Task instructions - Across the records below, report how many lines include the word "slope", stating the number alone.

Input data -
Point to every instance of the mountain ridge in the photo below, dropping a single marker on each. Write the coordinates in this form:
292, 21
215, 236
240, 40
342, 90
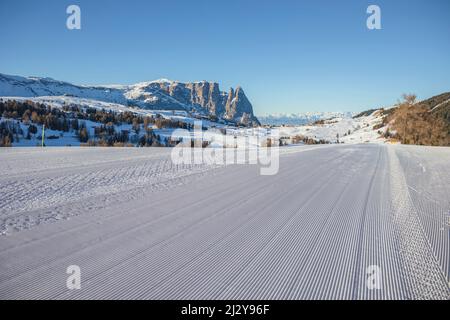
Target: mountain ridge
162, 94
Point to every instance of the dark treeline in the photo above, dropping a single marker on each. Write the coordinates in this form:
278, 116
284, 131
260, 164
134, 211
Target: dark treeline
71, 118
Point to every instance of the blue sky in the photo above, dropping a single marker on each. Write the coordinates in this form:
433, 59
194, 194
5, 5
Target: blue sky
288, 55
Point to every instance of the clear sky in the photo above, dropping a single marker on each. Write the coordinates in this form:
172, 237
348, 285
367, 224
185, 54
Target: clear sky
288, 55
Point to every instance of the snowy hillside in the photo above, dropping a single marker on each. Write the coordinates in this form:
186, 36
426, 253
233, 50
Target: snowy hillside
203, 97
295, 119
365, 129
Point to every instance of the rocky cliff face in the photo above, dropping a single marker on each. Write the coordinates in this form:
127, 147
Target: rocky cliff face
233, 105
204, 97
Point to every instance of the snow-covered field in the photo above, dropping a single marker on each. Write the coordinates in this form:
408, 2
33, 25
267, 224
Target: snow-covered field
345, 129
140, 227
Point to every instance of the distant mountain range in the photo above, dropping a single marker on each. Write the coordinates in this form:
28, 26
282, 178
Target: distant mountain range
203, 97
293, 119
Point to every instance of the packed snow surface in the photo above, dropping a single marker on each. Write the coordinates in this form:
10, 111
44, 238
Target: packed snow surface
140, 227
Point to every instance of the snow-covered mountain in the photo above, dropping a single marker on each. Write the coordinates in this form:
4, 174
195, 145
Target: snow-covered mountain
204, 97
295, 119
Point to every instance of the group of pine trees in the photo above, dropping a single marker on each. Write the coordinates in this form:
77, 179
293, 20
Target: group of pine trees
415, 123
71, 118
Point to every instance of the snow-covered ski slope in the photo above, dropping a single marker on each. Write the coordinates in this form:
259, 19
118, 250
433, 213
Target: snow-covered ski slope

Task response - 2